__Görev A__: Lütfen alıntılanan metinde “Stanford ve Cornell Üniversitesi profesörlerinin” sözleriyle başlayan paragrafı, ana bilgilerini koruyarak madde listesine dönüştürün.
__Görev B__: New York'un yenilenebilir enerjiye geçiş çabalarını anlatan metni, son cümlesinden sonra gelecek biçimde sürdürün.

__Alıntılanan metin__:

....

New Yorkun Yenilenebilir
Enerjiye Geçme Çabaları:
1--Stanford Üniversitesi’nden
Profesör Mark Jacobson, Amerikalı ünlü talk-show ustası David Letterman’ın
programına konuk olan belki de tek mühendistir. Geçen Ekim ayında Amerika’nın
CBS kanalında yayınlanan talk-show programına katılan Jacobson, çalışmalarını
anlattı.
1.1--Rüzgar, su ve güneş
enerjisinin dünyada ve Amerika’da neredeyse tüm fosil yakıtların yerini
alabileceği öngörüsünde bulunan Jacobson, bu şekilde çevre ve insan sağlığını
korurken istihdam da yaratılabileceğini söyledi.
1.2--Jacobson’ın Cornell
Üniversitesi’nden meslektaşlarıyla hazırladığı ve Enerji Politikası dergisinde
yayınlanan son rapor, New York’ta 2030 yılına kadar rüzgar, su ve güneş
enerjisine geçebilme planını ayrıntılı bir şekilde anlatıyor.
1.3--Mühendislerin yaptığı
hesaba göre, New York eyaletinde, elektrikli olmak kaydıyla tüm arabaları
çalıştırmaya yetecek kadar yenilenebilir enerji üretilecek.
2--Stanford ve Cornell
Üniversitesi profesörlerinin yenilenebilir enerjiye geçişle ilgili yol haritası
çoğunluğu Atlas Okyanusu kıyılarında olmak üzere binlerce rüzgar türbini
kurulmasını, güneş ve foto-voltaik elektrik santralları inşa edilmesini, beş
buçuk milyon binanın çatısına özel sistemler kurulmasını, okyanustaki gel-git
ve dalga gücünü algılayan aygıtlar kullanılmasını, jeotermal santrallar ve yeni
hidroelektrik santral yapımını gerektiriyor.
2.1--Bunları gerçekleştirmek
içinse New York’un toplam arazisinin sadece % 1 nin kullanılması öngörülüyor.
2.2--En iyi, en temiz ve en
sürdürülebilir enerji teknolojileri üzerinde çalıştıklarını söyleyen Profesör
Jacobson, bu teknolojilerin insan sağlığı, su kaynakları, iklim değişikliği
gibi alanlarda olumlu etki yapmasının yanında, enerji fiyatlarında istikrarı da
sağlayacağını söylüyor.
2.3--Sonuçta rüzgar ve güneş
ışığının hiç bir maliyeti yok, yani tek maliyet altyapının inşa edilmesi
olacak.
3--Jacobson ve meslektaşları
bu projenin önündeki engelin teknolojik değil siyasi olduğunu söylüyor.
3.1--Stanford Üniversitesi
profesörü “Bu projeden yararlanmayan ve dolayısıyla projeye olumsuz bakan çok
sayıda sektör var. Gaz, kömür ve petrol gibi fosil enerji sektörlerinin yanında
nükleer ve biyoyakıt teknolojilerini de dışlıyoruz. Çünkü bunlar bizim
odaklandığımız enerji kaynakları kadar temiz değil” diyor.

....

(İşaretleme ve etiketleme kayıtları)
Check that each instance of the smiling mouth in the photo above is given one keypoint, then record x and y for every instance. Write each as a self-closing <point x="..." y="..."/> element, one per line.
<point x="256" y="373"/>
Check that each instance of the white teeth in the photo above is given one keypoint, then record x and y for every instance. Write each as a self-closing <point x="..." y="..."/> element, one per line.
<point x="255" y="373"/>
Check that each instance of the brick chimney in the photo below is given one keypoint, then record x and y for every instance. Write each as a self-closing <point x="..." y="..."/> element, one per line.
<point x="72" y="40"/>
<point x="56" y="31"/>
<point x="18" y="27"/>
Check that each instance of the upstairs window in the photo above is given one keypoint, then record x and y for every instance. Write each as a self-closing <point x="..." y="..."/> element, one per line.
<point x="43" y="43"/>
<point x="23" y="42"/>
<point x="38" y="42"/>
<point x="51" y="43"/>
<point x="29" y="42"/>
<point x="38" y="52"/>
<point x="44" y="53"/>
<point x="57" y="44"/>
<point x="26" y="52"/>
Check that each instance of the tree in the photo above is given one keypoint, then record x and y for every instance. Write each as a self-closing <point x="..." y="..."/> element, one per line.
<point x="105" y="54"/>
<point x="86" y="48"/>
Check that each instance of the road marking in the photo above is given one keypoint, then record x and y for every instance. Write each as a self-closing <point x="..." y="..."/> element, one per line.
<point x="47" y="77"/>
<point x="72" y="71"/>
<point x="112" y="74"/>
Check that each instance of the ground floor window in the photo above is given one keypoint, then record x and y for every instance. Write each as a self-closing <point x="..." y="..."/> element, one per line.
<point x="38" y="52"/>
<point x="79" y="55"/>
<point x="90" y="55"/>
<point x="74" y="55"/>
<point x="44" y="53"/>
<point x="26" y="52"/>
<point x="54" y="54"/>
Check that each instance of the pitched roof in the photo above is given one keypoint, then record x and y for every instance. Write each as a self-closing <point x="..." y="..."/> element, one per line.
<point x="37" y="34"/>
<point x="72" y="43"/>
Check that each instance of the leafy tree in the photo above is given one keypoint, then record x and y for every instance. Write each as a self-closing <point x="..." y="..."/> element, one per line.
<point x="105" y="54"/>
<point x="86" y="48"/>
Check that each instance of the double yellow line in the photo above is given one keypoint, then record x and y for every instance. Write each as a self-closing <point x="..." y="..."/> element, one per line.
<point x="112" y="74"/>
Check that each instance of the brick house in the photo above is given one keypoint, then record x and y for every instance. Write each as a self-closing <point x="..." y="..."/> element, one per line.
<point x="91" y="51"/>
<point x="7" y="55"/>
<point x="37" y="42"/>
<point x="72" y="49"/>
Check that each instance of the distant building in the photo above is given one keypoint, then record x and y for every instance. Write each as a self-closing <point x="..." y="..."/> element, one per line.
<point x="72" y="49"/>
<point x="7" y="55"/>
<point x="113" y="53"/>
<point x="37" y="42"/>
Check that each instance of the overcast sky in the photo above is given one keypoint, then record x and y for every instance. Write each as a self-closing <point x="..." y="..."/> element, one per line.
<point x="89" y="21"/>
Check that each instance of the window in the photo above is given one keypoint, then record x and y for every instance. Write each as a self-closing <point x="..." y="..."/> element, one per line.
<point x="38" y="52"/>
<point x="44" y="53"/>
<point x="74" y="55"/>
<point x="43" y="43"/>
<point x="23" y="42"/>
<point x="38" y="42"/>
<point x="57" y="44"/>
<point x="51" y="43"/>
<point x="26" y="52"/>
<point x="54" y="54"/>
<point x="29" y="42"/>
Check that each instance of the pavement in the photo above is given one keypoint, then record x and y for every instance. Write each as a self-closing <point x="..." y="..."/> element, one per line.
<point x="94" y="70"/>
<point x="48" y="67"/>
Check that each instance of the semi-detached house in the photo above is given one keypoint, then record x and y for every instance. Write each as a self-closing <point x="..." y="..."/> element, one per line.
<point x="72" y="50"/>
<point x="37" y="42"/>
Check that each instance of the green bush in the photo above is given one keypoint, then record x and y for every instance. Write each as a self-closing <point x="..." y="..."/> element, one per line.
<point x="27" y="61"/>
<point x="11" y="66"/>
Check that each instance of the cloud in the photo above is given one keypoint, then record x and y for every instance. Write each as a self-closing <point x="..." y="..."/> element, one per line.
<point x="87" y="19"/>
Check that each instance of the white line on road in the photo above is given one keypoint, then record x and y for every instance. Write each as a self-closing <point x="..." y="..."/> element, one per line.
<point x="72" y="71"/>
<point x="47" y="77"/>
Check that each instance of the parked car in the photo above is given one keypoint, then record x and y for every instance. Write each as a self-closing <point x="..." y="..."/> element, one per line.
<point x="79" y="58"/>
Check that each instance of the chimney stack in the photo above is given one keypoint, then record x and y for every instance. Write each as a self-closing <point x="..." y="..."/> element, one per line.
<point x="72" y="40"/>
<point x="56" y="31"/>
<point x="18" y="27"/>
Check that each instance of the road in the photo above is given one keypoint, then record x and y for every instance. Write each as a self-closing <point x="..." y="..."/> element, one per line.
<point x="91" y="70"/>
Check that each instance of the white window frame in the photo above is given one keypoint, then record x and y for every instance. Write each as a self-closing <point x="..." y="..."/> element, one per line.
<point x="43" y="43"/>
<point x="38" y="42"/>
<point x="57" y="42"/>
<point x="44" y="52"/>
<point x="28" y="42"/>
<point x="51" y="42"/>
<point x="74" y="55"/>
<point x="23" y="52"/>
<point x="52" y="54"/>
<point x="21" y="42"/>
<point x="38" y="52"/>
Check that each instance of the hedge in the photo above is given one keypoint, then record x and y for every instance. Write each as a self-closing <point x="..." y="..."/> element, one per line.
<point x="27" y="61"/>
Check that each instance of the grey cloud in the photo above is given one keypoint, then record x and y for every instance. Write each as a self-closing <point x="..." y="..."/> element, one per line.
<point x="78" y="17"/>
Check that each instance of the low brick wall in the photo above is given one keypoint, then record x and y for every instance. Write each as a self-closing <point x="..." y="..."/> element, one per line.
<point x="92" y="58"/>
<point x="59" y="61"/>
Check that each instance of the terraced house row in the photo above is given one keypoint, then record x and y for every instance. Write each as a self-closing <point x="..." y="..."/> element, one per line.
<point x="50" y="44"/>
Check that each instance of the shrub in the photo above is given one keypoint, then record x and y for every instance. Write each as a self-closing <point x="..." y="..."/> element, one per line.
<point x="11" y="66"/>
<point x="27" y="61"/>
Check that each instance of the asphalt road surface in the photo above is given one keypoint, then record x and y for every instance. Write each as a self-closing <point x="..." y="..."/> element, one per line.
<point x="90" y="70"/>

....

__Yanıt A__:
Stanford ve Cornell Üniversitesi profesörlerinin yenilenebilir enerjiye geçiş yol haritası şunları gerektiriyor:
- Çoğu Atlas Okyanusu kıyılarında olmak üzere binlerce rüzgar türbini kurulması
- Güneş ve foto-voltaik elektrik santralleri inşa edilmesi
- Beş buçuk milyon binanın çatısına özel sistemler kurulması
- Okyanustaki gel-git ve dalga gücünü algılayan aygıtlar kullanılması
- Jeotermal santraller yapılması
- Yeni hidroelektrik santraller yapılması

__Yanıt B__:
3.2--Profesör Mark Jacobson,
madenciliğin ve yenilenemeyen bir kaynak olan uranyumun rafine edilmesinin
artan maliyeti nedeniyle nükleer enerjiyi araştırma dışında tuttuklarını
söylüyor. Ayrıca bu enerji türü nükleer silah geliştirme riskini de arttırıyor.
3.2.1--Mevcut olan tüm
nükleer reaktörlerin yüzde bir buçuğunda tehlikeli düzeylerde erime meydana
geldiğini ve bunun da daha başka felaketlere neden olabileceğini belirten
Jacobson “Rüzgar veya güneş enerjisi böyle bir risk yaratmıyor” diyor.
3.3--Jacobson ve
yenilenebilir enerji raporunun diğer yazarları, New York için yaptıkları
çalışmanın bir benzerini California için de yayınlamışlar. Önümüzdeki aylarda uzmanlar,
araştırmalarını Amerika’nın tüm eyaletlerine taşımayı planlıyor.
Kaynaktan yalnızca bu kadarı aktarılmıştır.